GIVEN EXERCISE: Count the lines in the data below that contain the word "balcony". Reply with the number alone.

## BEGIN PROVIDED ENTRIES

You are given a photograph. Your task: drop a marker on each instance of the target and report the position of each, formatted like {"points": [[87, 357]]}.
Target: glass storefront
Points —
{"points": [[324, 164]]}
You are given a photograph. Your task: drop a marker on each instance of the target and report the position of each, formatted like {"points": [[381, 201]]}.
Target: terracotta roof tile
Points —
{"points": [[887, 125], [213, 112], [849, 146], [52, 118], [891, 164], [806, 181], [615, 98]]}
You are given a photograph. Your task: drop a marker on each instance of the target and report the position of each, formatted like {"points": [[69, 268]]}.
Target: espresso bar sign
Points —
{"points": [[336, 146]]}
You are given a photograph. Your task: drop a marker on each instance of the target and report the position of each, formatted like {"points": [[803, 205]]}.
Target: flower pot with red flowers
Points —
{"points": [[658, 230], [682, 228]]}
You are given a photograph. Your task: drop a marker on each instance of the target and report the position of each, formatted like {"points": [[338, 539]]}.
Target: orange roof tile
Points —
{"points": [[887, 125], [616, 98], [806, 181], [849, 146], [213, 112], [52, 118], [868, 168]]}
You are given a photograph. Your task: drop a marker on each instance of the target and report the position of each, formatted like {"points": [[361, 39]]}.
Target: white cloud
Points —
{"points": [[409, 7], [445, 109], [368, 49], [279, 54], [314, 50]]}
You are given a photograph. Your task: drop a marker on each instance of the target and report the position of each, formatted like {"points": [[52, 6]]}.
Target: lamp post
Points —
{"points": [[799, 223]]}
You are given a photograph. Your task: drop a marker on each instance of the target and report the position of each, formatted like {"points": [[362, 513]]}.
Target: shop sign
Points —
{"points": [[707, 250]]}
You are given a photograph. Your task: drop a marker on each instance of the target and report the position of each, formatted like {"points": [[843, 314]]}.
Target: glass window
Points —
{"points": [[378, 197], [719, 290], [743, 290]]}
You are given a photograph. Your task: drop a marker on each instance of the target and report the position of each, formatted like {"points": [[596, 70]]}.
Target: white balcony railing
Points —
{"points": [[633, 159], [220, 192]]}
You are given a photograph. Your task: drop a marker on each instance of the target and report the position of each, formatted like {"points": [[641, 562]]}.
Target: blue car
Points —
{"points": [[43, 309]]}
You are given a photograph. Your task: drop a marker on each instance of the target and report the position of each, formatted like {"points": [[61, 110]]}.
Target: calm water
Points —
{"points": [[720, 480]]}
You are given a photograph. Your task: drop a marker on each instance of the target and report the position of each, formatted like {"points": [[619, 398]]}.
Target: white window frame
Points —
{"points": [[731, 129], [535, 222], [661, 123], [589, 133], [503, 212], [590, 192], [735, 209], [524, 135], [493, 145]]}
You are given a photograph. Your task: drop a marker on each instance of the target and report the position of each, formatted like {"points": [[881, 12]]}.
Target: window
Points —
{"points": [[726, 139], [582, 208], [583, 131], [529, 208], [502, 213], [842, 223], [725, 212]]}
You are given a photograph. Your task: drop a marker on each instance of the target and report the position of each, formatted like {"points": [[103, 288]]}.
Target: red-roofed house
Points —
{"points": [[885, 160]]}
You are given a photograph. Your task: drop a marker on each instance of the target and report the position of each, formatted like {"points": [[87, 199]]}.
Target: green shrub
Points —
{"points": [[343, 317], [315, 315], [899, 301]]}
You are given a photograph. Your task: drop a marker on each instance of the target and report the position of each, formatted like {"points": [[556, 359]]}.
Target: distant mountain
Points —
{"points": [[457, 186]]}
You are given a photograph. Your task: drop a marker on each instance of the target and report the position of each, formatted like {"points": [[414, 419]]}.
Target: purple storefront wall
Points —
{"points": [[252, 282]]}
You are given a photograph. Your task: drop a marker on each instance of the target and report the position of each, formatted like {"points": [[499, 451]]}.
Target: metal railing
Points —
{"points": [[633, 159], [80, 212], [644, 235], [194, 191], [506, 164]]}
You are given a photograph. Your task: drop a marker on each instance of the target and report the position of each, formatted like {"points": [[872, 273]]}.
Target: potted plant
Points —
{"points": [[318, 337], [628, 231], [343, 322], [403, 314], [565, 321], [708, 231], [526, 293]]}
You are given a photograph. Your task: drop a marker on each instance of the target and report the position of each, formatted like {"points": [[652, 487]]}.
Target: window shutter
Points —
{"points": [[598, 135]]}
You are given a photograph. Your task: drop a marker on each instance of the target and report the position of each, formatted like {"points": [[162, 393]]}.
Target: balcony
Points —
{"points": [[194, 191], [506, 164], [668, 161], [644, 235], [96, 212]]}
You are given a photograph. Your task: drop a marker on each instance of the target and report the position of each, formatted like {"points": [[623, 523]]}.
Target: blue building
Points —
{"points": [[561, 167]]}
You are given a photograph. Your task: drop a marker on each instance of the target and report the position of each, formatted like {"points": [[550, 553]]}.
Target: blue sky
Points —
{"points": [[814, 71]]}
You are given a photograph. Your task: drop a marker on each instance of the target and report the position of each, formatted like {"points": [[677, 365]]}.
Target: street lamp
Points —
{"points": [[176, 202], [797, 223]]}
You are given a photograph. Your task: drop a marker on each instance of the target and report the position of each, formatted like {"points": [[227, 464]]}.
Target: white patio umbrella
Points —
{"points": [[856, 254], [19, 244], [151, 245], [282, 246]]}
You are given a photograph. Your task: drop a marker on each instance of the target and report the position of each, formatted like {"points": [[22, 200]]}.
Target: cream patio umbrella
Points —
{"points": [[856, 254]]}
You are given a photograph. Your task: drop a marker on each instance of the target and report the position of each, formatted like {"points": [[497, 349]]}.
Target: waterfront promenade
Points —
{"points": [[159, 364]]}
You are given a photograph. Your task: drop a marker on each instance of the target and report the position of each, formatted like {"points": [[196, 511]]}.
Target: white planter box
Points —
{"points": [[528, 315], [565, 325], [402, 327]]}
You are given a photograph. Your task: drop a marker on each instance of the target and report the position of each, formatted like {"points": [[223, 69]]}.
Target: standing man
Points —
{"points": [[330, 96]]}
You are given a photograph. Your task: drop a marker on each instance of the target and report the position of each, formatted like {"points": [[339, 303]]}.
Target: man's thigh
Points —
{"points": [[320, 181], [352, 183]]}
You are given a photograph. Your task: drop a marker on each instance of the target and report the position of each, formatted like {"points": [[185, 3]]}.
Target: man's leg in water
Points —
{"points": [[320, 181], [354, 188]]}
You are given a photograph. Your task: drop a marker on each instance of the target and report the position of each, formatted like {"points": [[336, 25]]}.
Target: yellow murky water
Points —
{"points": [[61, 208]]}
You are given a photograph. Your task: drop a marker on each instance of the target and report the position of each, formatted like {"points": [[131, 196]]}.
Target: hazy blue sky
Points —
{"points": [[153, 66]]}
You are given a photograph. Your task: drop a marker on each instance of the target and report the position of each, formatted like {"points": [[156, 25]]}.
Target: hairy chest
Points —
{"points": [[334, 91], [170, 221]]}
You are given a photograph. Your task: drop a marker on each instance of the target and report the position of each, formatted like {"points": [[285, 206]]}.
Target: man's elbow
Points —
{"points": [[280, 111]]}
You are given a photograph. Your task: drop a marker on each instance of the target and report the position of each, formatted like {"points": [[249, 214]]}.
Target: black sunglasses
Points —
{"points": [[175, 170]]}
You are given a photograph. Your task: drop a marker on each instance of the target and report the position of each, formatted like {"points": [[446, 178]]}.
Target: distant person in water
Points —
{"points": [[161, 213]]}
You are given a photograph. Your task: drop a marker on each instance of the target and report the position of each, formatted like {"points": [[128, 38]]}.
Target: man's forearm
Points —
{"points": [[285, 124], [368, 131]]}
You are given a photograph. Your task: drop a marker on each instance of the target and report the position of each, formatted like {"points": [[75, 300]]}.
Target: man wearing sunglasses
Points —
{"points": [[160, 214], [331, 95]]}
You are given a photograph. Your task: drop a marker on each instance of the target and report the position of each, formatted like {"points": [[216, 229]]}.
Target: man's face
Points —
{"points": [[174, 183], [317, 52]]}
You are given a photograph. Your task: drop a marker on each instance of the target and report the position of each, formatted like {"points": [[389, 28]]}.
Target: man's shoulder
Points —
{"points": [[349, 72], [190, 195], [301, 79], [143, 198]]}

## END PROVIDED ENTRIES

ANSWER FOR THIS EXERCISE: 2